— START OF Document —
More than four months after receiving a proposal to redevelop roughly 190 acres of open space at Indian Lakes Resort, Bloomingdale has yet to begin its formal review of the application.

Now village officials and the owner of Indian Lakes are pointing fingers at each other about why public hearings haven't been scheduled for the plan to transform the resort's former golf course into a neighborhood with hundreds of houses for empty-nesters.

"We have a plan on the table," Indian Lakes spokesman Patrick Skarr said. "We're asking the village to step up and schedule public meetings."

Village Administrator Peter Scalera, however, says the application can't go to the planning and zoning commission because it's incomplete. He said the developer hasn't provided documents the village needs to complete the application.

"We're still waiting," Scalera said. "That is why the public hearing process hasn't been initiated. We don't have a complete application."

The stalemate comes a year after First ILR LLC, which owns the 223-acre Indian Lakes property along Schick Road, announced plans for the redevelopment and a major renovation of the hotel.
— END OF Document —
— START OF Supplied material —
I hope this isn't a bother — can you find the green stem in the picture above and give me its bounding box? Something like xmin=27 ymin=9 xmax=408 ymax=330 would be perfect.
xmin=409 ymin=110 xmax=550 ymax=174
— END OF Supplied material —
**What is asked**
[a] Answer each question using the Indian Lakes article.
(i) Roughly how many acres of open space would the proposal redevelop?
(ii) Who speaks for Indian Lakes?
(iii) How large is the property owned by First ILR LLC, and along which road does it lie?
[b] In the Indian Lakes article, turn the paragraph beginning "Village Administrator Peter Scalera, however" into a short bulleted list that keeps its main facts.
[c] Reproduce everything from "Village Administrator Peter" down to "of the hotel." in the Indian Lakes article.

**The replies**
[a]
(i) Roughly 190 acres.
(ii) Patrick Skarr.
(iii) It covers 223 acres and lies along Schick Road.

[b]
- Village Administrator Peter Scalera says the application can't go to the planning and zoning commission.
- He says this is because the application is incomplete.
- According to him, the developer hasn't provided documents the village needs to complete it.

[c]
Village Administrator Peter Scalera, however, says the application can't go to the planning and zoning commission because it's incomplete. He said the developer hasn't provided documents the village needs to complete the application.

"We're still waiting," Scalera said. "That is why the public hearing process hasn't been initiated. We don't have a complete application."

The stalemate comes a year after First ILR LLC, which owns the 223-acre Indian Lakes property along Schick Road, announced plans for the redevelopment and a major renovation of the hotel.